Collected data entries

+--

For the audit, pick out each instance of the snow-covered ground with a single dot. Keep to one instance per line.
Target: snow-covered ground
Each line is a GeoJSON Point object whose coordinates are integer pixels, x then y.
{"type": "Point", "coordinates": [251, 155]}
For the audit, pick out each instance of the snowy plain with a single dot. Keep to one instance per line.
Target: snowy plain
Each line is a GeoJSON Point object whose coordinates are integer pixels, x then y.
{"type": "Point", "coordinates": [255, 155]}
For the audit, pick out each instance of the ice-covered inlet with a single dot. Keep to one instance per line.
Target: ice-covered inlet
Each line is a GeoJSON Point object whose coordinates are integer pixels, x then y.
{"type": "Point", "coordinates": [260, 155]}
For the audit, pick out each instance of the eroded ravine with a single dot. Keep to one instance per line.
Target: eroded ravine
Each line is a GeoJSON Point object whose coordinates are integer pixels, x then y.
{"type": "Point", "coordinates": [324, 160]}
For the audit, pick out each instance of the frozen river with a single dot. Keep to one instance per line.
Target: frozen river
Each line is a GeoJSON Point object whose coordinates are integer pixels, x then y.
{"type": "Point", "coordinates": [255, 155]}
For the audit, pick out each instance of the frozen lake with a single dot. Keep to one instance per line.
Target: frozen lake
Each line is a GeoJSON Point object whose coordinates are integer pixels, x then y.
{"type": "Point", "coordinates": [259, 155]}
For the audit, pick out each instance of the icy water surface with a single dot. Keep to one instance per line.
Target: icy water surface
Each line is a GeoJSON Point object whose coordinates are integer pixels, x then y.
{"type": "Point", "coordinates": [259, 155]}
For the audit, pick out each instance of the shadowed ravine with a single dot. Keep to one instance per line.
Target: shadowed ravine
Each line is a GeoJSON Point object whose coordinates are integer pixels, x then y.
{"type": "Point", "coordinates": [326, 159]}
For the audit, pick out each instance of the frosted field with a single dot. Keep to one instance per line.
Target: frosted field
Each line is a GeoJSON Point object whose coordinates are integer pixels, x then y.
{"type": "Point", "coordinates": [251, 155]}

+--

__Assignment__:
For every line above with the word "plain" in it, make a copy.

__Answer space__:
For the audit, pick out each instance of the snowy plain with a single dot. Keep to one instance per line.
Target: snowy plain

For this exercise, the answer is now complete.